— Begin —
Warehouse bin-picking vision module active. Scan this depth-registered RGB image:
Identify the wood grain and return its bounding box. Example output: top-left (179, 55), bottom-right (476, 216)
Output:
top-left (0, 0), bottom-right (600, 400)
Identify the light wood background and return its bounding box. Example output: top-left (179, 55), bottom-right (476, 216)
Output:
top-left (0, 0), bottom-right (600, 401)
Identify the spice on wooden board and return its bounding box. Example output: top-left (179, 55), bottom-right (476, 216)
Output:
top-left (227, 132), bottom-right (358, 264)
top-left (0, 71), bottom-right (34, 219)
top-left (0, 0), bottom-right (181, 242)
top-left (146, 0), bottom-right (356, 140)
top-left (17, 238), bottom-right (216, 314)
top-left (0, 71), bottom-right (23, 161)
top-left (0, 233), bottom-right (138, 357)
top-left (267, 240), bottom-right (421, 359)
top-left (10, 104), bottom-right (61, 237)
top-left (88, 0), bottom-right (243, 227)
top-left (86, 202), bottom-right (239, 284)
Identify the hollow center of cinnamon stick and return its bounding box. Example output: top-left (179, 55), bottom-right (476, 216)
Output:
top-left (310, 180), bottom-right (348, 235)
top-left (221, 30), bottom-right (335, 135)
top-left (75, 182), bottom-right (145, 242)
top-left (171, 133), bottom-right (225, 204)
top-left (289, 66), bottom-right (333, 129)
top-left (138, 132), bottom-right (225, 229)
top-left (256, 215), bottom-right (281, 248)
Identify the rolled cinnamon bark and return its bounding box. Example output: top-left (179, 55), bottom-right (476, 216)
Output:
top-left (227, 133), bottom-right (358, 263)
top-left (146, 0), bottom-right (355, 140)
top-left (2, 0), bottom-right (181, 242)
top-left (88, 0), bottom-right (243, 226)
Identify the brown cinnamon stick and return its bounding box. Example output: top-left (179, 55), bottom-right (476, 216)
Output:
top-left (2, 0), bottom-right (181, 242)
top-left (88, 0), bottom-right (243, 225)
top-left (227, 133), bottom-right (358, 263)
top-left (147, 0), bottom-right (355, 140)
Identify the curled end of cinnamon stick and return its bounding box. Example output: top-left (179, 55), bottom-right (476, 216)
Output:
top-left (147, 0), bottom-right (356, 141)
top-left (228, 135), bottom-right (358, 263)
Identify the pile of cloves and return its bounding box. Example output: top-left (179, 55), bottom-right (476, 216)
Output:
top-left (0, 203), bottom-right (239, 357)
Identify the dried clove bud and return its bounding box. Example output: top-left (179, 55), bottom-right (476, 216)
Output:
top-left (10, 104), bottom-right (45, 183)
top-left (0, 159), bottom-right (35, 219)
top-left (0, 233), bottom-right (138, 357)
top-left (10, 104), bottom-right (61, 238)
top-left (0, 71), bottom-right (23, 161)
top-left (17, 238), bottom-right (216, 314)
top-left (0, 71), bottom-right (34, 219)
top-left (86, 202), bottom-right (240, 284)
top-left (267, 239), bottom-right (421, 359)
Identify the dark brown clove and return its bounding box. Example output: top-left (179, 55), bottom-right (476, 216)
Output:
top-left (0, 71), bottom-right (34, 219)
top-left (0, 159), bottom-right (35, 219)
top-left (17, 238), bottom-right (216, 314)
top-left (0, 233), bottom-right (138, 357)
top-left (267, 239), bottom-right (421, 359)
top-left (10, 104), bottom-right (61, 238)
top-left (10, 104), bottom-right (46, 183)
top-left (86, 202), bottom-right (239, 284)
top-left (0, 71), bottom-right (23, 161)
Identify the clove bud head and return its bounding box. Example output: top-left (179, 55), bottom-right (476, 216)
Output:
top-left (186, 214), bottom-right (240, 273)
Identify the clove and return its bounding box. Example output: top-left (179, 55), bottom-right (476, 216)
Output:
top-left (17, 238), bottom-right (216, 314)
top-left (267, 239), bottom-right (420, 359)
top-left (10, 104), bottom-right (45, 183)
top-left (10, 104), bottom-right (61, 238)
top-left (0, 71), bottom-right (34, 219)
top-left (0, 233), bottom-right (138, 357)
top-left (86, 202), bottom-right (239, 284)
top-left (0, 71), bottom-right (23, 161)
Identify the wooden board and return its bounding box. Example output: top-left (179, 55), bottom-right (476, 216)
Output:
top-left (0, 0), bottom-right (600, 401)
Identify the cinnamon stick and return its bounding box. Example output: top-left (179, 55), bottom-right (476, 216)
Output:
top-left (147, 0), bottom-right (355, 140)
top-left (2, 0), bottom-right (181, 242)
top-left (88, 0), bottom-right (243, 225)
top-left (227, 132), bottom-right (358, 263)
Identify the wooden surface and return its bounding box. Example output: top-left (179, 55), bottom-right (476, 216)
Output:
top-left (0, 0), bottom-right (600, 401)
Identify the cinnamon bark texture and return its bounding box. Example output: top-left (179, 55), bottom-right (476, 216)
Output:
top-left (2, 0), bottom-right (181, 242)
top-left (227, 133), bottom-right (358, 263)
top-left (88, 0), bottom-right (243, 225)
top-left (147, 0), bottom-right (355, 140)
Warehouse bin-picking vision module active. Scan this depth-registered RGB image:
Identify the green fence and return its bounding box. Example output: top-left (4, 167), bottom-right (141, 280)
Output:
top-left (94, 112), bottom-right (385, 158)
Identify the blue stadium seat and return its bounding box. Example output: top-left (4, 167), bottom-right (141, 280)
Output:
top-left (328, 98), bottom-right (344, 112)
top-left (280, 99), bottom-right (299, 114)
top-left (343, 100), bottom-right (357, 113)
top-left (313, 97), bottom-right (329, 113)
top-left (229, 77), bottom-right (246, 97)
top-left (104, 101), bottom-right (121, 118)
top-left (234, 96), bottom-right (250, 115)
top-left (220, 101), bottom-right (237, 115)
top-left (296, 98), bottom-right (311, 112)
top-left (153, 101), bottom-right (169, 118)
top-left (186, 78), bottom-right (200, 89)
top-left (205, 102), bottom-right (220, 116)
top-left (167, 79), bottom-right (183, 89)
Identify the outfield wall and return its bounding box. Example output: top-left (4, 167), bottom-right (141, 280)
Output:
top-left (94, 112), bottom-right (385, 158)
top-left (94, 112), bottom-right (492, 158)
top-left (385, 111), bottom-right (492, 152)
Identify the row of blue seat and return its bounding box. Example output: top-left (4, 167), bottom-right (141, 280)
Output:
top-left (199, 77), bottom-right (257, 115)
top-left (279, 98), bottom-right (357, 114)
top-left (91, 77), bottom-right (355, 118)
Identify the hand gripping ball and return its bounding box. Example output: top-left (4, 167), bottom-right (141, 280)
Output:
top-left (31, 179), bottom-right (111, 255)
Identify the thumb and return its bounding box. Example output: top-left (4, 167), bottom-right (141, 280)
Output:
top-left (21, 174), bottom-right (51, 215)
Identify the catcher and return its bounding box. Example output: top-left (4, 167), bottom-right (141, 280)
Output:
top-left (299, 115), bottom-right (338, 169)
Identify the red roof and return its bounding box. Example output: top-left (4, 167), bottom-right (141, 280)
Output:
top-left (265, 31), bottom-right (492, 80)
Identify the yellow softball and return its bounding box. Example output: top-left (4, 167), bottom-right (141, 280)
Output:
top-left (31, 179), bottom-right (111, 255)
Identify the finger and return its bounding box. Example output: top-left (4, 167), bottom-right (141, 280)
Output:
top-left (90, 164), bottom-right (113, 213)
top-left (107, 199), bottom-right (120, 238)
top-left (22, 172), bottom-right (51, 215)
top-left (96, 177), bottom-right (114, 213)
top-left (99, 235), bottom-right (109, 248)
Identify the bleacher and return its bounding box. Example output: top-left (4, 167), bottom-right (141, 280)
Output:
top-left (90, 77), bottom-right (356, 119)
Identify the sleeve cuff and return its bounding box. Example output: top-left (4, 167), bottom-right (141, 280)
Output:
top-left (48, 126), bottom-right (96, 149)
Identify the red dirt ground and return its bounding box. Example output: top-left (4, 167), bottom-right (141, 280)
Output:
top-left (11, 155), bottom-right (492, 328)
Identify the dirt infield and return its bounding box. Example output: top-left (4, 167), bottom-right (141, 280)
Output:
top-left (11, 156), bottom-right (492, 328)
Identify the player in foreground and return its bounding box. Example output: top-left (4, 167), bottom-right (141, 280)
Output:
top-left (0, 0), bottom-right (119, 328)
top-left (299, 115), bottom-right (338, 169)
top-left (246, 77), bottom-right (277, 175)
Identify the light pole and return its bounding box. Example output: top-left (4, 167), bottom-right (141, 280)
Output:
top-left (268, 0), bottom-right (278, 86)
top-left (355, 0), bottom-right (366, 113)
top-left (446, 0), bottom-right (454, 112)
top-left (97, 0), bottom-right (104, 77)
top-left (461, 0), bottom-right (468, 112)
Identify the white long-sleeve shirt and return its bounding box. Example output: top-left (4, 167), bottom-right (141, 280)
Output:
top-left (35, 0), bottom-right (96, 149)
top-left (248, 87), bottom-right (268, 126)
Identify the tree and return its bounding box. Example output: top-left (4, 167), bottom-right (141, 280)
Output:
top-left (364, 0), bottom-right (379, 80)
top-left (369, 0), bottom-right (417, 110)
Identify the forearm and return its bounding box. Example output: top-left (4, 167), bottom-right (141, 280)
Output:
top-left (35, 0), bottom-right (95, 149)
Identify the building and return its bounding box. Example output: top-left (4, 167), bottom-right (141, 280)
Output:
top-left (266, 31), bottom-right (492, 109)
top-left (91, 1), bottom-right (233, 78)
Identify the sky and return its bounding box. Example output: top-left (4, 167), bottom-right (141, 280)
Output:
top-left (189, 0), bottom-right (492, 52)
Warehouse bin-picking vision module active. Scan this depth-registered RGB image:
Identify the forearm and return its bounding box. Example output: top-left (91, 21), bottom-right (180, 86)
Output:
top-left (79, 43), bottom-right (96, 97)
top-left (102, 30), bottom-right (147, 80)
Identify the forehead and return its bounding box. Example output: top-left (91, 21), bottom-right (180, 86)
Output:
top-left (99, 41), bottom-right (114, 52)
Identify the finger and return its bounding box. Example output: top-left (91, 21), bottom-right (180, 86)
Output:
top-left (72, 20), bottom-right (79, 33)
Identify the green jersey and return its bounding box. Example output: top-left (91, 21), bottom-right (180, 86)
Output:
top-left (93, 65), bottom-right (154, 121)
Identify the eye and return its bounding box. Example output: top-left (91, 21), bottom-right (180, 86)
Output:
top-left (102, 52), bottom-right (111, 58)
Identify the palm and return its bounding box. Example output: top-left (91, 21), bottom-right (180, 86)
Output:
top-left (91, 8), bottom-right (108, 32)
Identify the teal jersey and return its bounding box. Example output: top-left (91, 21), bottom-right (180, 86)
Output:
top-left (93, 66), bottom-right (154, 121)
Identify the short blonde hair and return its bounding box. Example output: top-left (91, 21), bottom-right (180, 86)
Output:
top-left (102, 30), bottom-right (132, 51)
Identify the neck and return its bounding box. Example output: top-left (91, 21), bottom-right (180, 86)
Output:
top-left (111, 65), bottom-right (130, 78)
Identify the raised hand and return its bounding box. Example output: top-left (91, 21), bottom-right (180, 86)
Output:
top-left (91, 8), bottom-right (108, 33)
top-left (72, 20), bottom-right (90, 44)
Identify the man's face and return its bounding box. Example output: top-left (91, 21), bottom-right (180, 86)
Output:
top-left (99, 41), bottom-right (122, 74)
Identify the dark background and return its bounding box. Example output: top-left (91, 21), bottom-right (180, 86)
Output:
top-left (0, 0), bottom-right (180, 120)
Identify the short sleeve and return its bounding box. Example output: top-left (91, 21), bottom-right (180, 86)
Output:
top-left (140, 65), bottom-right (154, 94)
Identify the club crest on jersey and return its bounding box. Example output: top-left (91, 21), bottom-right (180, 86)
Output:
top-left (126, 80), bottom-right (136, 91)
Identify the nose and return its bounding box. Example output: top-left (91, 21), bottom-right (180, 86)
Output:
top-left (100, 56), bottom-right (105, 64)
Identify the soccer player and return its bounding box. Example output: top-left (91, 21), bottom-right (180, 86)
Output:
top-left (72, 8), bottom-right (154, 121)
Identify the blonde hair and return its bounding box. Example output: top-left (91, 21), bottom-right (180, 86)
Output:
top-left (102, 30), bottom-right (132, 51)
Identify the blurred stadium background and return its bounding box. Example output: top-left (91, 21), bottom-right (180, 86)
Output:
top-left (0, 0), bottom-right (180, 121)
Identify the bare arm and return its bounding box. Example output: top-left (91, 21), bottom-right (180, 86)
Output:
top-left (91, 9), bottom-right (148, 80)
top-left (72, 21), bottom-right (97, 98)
— End —
§ EXERCISE AIM:
Substitute "Locate" for "Identify" in the rows starting at the line containing "Identify the raised" and ending at the last row, and reproduce those lines otherwise unchanged.

§ FULL RESPONSE:
Locate the raised hand and return its bounding box. Example output: top-left (91, 21), bottom-right (180, 86)
Output:
top-left (91, 8), bottom-right (108, 33)
top-left (72, 20), bottom-right (90, 44)
Locate the man's face and return its bounding box. Example output: top-left (91, 21), bottom-right (180, 86)
Output:
top-left (99, 41), bottom-right (122, 74)
Locate the dark background and return its bounding box. Example output: top-left (91, 21), bottom-right (180, 86)
Output:
top-left (0, 0), bottom-right (180, 120)
Locate the short sleeve and return its bounding box. Example output: top-left (91, 21), bottom-right (180, 86)
Output:
top-left (140, 65), bottom-right (154, 94)
Locate the club crest on jersey and return its bounding box. Example output: top-left (91, 21), bottom-right (180, 86)
Output:
top-left (126, 80), bottom-right (136, 91)
Locate the nose and return its bounding box. Example output: top-left (91, 21), bottom-right (180, 86)
Output:
top-left (100, 56), bottom-right (105, 64)
Locate the soccer player and return its bounding box. Example output: top-left (91, 21), bottom-right (180, 86)
Output:
top-left (72, 8), bottom-right (154, 121)
Locate the blonde hair and return its bounding box. Example output: top-left (91, 21), bottom-right (180, 86)
Output:
top-left (102, 30), bottom-right (132, 51)
Locate the blurred stadium background and return its bounding box. Example output: top-left (91, 21), bottom-right (180, 86)
Output:
top-left (0, 0), bottom-right (180, 121)
Locate the bare arm and return its bounding box. Example output: top-left (91, 21), bottom-right (180, 86)
Output:
top-left (91, 9), bottom-right (148, 80)
top-left (72, 21), bottom-right (97, 98)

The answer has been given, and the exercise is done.